# WHAT NEEDS TO BE DONE
Reproduce every line of the records below word for word, leaving out the pictures.

------ EXTRACTED DATA ------

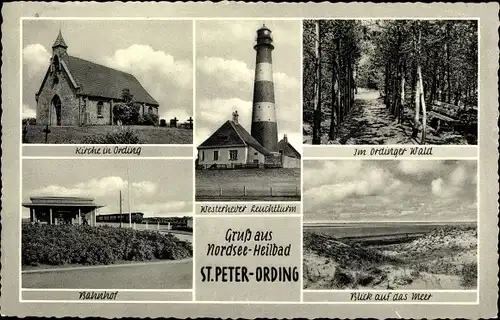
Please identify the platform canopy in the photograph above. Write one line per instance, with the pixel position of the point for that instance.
(62, 210)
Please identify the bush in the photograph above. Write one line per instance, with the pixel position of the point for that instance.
(148, 119)
(469, 275)
(29, 121)
(127, 113)
(62, 244)
(124, 135)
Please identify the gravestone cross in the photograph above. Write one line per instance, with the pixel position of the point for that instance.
(47, 131)
(173, 122)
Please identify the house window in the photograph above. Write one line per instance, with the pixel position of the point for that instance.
(55, 63)
(99, 109)
(233, 154)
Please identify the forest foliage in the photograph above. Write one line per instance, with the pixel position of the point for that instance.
(415, 65)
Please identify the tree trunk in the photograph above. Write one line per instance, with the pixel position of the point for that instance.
(424, 110)
(402, 93)
(317, 89)
(448, 95)
(334, 123)
(386, 85)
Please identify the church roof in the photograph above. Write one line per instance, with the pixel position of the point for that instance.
(288, 149)
(100, 81)
(232, 134)
(59, 41)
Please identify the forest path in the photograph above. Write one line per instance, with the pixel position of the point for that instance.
(370, 122)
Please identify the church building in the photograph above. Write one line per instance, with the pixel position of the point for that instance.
(77, 92)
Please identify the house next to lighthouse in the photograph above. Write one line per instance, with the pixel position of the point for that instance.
(231, 146)
(76, 92)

------

# THE SOLUTION
Please identify the platform canopy in the photograph above. Write one line per instance, with the pixel position of the point for that instance.
(62, 210)
Please identify the bush in the photograph above. Write one line per instance, with the pixel position of the point for that instance.
(148, 119)
(469, 275)
(29, 121)
(127, 113)
(62, 244)
(124, 135)
Please identify the gravestone cross in the photograph above. Write one line per instance, with the pixel position of the point for that instance.
(47, 131)
(173, 122)
Please identify the house window in the photograph above. Write one line per instance, with the pixel position of the point for that instance.
(55, 63)
(99, 109)
(233, 154)
Please identify the forest foliage in the photograph above. Write one line per instance, with the pixel position of the point for that instance.
(415, 65)
Please identify the tree trunk in the photograph above. Write one line per instance, with the pixel position of the point for that instance.
(424, 110)
(402, 93)
(317, 89)
(448, 95)
(334, 123)
(386, 85)
Please identify the church roof in the photograph above. Write one line per instance, with the pixel position of the point for that instance.
(288, 149)
(100, 81)
(232, 134)
(59, 41)
Please identify the forest path in the photograph above. Write one line per instance, with the pixel position of the point for that instance.
(370, 122)
Please identify the church building in the photograph above. Write one line per instance, with the pixel position of the point for that instance.
(77, 92)
Please identify the house next to lighthouse in the photograph above. Write one line per instance, with the pixel position of the point for that instance.
(231, 146)
(76, 92)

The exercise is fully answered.